→ **Exercise objective**
Pictures in the listing should not be copied. Reproduce, word for word, each line from the one holding "of the dense" through the final line.

-- Records for the task follows --

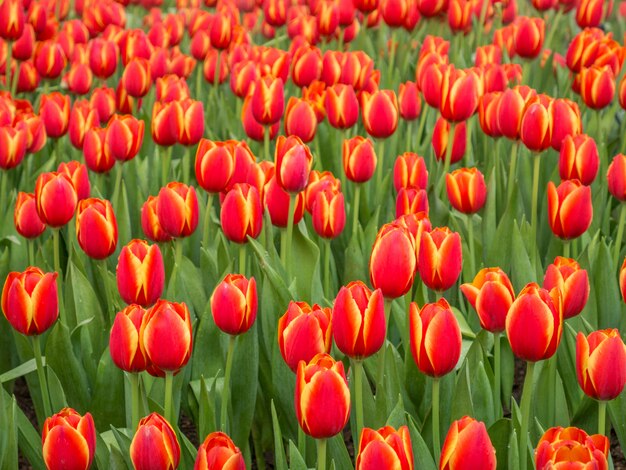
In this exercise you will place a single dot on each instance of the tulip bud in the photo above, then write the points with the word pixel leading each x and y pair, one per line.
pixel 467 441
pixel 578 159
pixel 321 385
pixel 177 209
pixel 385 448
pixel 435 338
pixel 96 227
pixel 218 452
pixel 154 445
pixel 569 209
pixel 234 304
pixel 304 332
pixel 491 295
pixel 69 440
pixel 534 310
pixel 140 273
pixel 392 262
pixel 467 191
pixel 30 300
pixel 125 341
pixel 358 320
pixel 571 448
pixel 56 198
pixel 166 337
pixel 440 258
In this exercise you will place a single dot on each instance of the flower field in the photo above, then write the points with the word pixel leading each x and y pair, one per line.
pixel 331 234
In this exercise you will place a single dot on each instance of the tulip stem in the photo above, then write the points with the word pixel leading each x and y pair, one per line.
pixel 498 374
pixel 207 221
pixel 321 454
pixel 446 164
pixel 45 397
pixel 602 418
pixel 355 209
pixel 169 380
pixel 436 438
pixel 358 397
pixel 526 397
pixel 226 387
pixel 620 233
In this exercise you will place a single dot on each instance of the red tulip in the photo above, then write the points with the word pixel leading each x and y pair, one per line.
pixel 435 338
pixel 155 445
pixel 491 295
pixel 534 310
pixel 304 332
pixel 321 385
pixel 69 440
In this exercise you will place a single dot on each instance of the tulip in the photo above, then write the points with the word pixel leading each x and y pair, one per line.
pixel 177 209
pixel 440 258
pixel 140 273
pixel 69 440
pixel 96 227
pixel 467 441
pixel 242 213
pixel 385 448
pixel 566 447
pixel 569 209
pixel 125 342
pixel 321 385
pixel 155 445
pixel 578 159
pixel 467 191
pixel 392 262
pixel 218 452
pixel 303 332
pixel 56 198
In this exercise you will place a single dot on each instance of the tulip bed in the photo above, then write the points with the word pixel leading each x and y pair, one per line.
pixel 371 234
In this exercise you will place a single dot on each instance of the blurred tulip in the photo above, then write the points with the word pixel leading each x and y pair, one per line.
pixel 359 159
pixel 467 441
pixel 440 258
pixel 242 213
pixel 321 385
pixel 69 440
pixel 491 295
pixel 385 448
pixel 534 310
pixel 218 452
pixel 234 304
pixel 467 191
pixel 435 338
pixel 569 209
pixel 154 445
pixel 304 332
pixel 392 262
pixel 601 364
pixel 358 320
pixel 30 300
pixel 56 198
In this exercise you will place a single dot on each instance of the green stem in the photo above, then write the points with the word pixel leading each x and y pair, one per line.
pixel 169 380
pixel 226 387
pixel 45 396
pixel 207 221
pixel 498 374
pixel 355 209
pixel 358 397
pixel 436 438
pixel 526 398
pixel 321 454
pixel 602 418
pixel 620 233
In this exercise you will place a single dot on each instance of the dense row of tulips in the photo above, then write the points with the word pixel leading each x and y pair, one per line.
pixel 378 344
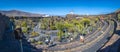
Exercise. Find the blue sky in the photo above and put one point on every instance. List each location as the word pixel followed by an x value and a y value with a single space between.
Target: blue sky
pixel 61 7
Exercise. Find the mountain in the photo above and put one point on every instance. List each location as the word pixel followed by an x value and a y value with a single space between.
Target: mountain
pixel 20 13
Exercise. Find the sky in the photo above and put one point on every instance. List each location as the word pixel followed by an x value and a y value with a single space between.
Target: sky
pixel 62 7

-- Records for the task concluded --

→ **The answer**
In this exercise you will place a single dot on each instance of the dense row of tulips in the photo above, then write the points with the word pixel leading each x and y pair, one per line.
pixel 378 344
Exercise. Find the blue sky in the photo above and put one point on every instance. List each location as the word pixel followed by an x value and a y value with a single space between.
Target: blue sky
pixel 61 7
Exercise. Find the mountain in the photo above and put one point on every instance. List each location as the word pixel followed by an x value and a y value with a single space between.
Target: mountain
pixel 20 13
Exercise. Find the sky in the photo above and put one point on every instance. List each location as the word pixel followed by an x value and a y value with a single space between.
Target: sky
pixel 62 7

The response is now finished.